- _WHAT IS REQUIRED_: Rewrite the lines of the data below as a numbered list, starting with the line containing "Where can you find the boulder?" and ending with the line containing "point(327, 469)". Include both of those lines and skip any blank lines.
--- START OF PROVIDED INFORMATION ---
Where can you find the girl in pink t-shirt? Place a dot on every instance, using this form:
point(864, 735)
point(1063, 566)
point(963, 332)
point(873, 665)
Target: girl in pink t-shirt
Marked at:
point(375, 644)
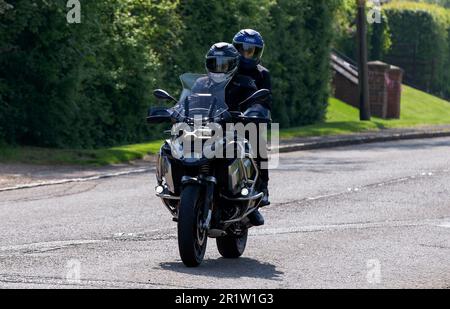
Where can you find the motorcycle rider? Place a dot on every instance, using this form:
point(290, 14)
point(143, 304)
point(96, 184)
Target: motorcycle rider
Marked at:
point(222, 65)
point(250, 45)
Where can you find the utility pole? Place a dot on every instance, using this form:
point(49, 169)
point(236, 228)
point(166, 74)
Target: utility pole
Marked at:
point(364, 108)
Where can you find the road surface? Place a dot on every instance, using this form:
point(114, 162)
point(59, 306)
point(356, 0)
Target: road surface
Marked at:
point(371, 216)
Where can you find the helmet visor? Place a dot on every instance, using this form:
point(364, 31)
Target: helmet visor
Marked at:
point(216, 64)
point(249, 51)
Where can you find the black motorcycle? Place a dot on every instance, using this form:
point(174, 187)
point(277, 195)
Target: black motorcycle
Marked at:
point(208, 195)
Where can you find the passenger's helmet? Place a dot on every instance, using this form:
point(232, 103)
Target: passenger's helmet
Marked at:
point(222, 62)
point(250, 45)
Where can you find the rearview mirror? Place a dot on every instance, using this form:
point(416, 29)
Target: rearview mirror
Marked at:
point(163, 95)
point(258, 95)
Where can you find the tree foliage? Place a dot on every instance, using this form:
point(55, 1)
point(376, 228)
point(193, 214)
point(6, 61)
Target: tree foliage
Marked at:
point(89, 84)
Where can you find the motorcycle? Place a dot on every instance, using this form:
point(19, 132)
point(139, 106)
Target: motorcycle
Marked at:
point(209, 196)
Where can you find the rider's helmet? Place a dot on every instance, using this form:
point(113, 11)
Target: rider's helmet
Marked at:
point(250, 45)
point(222, 62)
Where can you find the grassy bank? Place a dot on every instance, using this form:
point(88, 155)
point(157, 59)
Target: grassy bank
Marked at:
point(418, 109)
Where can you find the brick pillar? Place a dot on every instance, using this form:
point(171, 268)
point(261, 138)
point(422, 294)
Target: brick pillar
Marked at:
point(378, 88)
point(394, 92)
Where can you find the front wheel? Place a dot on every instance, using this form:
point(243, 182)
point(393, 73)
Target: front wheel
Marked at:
point(232, 246)
point(192, 237)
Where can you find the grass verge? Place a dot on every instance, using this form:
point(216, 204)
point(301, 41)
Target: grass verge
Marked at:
point(418, 109)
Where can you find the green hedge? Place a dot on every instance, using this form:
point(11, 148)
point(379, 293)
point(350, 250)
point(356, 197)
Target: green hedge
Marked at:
point(421, 44)
point(89, 85)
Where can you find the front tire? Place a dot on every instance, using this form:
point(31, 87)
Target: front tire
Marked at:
point(192, 239)
point(232, 246)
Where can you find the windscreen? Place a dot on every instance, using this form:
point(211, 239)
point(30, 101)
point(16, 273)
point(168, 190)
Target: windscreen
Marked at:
point(205, 99)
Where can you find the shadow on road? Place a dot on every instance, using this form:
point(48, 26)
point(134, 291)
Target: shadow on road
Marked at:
point(228, 268)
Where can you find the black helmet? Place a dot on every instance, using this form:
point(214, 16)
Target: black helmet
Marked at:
point(222, 62)
point(251, 46)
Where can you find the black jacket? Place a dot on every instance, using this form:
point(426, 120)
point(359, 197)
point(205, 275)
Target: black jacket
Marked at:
point(262, 79)
point(239, 89)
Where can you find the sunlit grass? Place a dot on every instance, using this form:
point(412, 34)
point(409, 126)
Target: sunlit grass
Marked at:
point(417, 109)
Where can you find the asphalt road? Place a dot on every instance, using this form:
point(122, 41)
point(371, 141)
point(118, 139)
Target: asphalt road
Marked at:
point(371, 216)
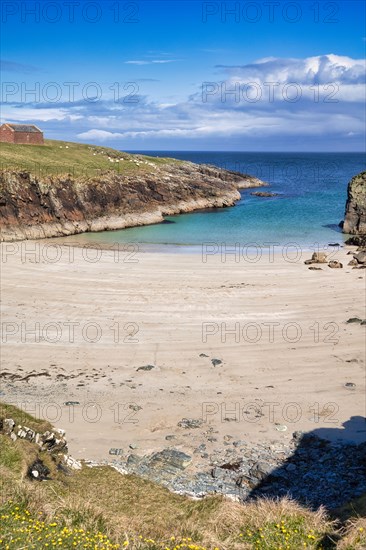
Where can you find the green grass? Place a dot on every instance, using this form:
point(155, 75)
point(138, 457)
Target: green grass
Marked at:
point(100, 508)
point(77, 159)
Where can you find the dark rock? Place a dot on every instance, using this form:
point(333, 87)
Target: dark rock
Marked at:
point(317, 258)
point(355, 215)
point(135, 407)
point(116, 452)
point(190, 423)
point(357, 240)
point(334, 264)
point(7, 425)
point(360, 257)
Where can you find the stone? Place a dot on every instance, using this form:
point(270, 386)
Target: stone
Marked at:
point(355, 214)
point(72, 462)
point(115, 451)
point(280, 427)
point(360, 257)
point(146, 368)
point(190, 423)
point(38, 471)
point(7, 425)
point(319, 258)
point(170, 457)
point(135, 407)
point(334, 264)
point(140, 196)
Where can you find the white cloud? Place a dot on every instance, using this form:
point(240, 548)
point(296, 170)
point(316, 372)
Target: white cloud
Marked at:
point(338, 78)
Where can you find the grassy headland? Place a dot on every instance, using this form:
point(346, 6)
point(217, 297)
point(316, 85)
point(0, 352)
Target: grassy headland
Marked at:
point(77, 159)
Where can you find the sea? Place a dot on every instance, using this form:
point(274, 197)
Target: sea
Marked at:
point(312, 192)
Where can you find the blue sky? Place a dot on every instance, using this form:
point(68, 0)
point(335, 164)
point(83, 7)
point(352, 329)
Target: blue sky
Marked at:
point(158, 75)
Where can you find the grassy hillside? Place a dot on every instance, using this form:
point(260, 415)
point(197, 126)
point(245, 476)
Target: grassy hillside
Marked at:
point(60, 157)
point(100, 508)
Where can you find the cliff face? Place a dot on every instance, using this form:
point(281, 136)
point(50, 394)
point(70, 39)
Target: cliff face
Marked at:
point(32, 207)
point(355, 215)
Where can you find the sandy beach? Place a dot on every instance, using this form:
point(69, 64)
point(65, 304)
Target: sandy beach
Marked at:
point(254, 349)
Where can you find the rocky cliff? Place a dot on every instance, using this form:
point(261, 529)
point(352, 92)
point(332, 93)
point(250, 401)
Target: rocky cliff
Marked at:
point(33, 207)
point(355, 215)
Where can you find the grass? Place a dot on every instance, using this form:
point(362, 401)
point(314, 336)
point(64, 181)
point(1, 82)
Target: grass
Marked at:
point(100, 508)
point(78, 159)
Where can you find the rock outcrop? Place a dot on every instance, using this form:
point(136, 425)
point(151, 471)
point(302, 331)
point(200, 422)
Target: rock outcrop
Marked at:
point(355, 215)
point(32, 207)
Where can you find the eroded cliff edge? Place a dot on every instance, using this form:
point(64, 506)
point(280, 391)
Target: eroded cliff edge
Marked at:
point(34, 207)
point(355, 215)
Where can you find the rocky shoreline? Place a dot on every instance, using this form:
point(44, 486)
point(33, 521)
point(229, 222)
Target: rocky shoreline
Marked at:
point(33, 208)
point(355, 214)
point(309, 469)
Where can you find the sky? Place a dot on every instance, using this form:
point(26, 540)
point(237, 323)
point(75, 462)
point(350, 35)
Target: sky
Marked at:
point(267, 75)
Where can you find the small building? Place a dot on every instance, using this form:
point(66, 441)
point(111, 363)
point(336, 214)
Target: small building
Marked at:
point(21, 133)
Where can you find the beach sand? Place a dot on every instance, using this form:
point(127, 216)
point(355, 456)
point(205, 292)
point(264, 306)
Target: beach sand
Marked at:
point(81, 323)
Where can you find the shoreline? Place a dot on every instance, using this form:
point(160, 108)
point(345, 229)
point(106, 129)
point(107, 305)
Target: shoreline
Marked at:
point(220, 361)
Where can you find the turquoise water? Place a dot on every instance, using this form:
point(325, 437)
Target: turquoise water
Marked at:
point(312, 191)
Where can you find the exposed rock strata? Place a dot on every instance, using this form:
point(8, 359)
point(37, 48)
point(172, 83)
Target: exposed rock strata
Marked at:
point(32, 207)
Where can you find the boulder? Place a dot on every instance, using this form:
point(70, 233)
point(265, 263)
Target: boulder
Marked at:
point(360, 257)
point(317, 258)
point(7, 425)
point(355, 214)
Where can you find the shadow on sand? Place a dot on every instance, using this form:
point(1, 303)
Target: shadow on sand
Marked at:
point(327, 469)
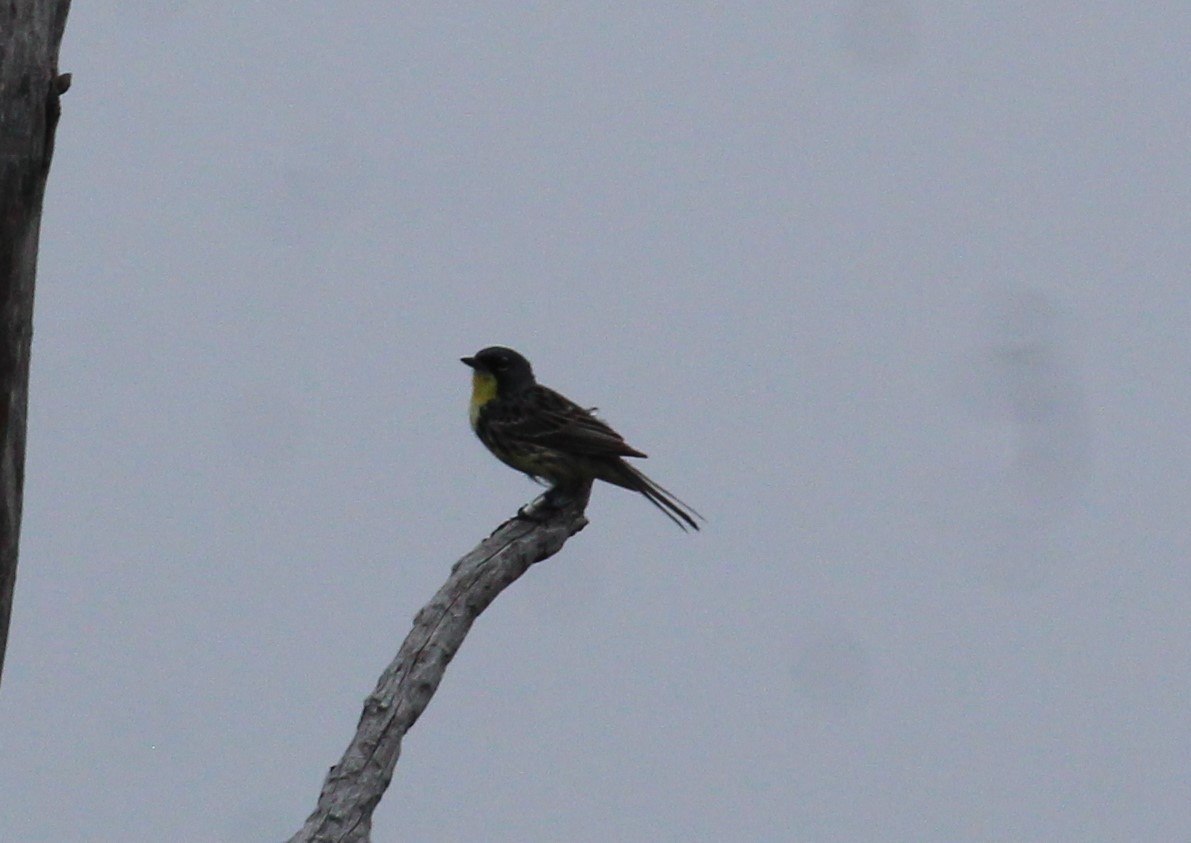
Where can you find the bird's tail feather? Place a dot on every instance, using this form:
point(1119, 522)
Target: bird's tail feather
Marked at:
point(673, 507)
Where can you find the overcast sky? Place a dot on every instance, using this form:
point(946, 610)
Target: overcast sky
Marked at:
point(895, 293)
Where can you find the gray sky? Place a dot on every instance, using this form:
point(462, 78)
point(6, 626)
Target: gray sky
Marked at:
point(895, 293)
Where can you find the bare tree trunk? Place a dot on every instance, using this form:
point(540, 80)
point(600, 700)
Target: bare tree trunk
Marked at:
point(30, 86)
point(353, 787)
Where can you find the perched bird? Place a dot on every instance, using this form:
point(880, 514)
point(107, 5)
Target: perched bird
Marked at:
point(549, 437)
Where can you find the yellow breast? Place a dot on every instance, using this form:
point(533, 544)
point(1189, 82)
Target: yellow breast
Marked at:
point(484, 389)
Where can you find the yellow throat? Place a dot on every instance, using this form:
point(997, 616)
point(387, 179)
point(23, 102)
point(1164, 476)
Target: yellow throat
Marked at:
point(484, 389)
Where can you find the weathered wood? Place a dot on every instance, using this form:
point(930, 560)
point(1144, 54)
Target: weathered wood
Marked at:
point(30, 86)
point(353, 787)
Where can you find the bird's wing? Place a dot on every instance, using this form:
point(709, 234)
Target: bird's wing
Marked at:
point(553, 420)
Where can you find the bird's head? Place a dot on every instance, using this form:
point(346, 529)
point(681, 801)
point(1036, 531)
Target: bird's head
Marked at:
point(510, 372)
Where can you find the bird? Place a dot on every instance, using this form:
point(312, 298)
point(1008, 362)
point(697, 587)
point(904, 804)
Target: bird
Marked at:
point(553, 439)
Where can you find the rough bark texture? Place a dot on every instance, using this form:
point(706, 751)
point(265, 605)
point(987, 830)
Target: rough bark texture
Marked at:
point(30, 85)
point(354, 787)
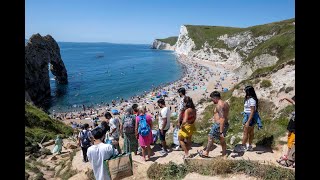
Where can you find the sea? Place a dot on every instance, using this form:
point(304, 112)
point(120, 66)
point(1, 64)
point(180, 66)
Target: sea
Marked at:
point(101, 72)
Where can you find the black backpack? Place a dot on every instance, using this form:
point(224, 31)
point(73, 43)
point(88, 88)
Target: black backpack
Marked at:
point(85, 140)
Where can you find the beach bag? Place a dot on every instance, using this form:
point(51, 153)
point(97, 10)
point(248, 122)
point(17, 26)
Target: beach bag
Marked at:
point(175, 136)
point(144, 128)
point(128, 124)
point(119, 167)
point(155, 135)
point(55, 149)
point(85, 141)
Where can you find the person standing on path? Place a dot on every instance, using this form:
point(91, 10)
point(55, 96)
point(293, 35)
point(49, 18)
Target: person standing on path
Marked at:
point(187, 126)
point(144, 141)
point(127, 131)
point(251, 117)
point(85, 140)
point(98, 153)
point(291, 130)
point(164, 124)
point(220, 127)
point(114, 129)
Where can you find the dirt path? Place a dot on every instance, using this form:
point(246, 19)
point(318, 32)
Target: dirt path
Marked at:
point(262, 154)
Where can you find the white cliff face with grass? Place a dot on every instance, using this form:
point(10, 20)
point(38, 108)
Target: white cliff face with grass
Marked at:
point(239, 46)
point(162, 45)
point(262, 61)
point(184, 44)
point(243, 42)
point(282, 85)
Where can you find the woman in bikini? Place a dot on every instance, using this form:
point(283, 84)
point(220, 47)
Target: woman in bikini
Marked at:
point(187, 126)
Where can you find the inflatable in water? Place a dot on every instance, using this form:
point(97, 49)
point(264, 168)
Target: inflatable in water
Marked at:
point(114, 111)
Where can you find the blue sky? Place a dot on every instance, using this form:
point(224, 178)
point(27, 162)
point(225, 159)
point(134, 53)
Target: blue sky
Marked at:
point(142, 21)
--- END OF PROVIDED INFORMATION ---
- _TASK SOLUTION_:
1. Where can you find the boulder? Place a dot on every instance, using this form:
2. point(70, 233)
3. point(265, 263)
4. Target: boulder
5. Marked at:
6. point(360, 257)
7. point(317, 258)
8. point(7, 425)
9. point(355, 214)
10. Where can you find the shadow on sand? Place a dot on every instance, using this form:
11. point(1, 303)
12. Target: shadow on sand
13. Marked at:
14. point(327, 469)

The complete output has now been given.